> **YOUR INSTRUCTIONS**
I need the records below restated word for word, without their pictures.

[Records from a data collection]

:::::

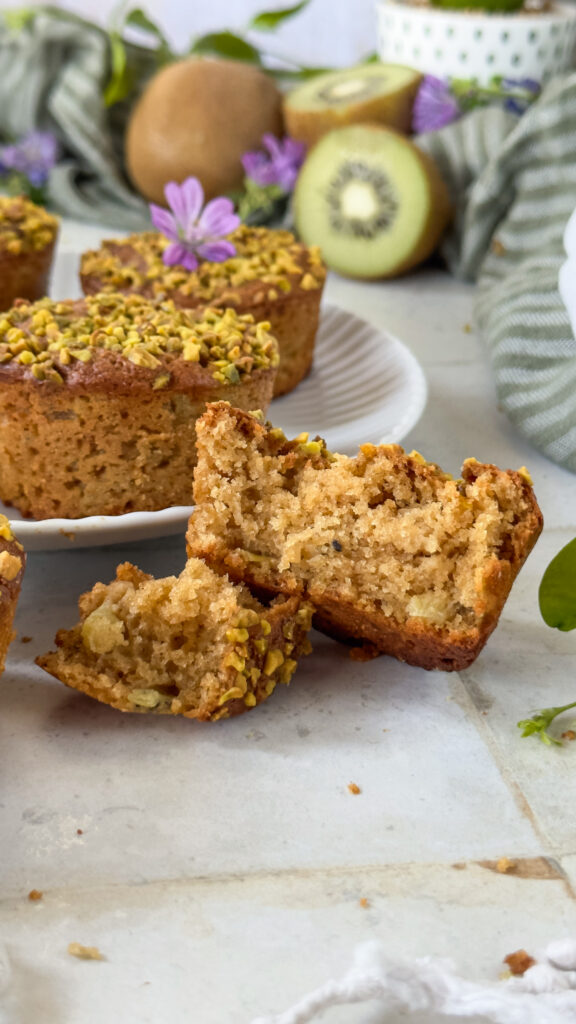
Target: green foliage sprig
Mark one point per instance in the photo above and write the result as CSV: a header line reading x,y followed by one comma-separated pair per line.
x,y
557,597
225,43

:::::

> **RESULT OF THE EXERCISE**
Target: green foliage sprig
Mark one point per instance in the photo above and write the result as CSV: a header line reading x,y followed by one comma-separated pair per line.
x,y
557,597
225,43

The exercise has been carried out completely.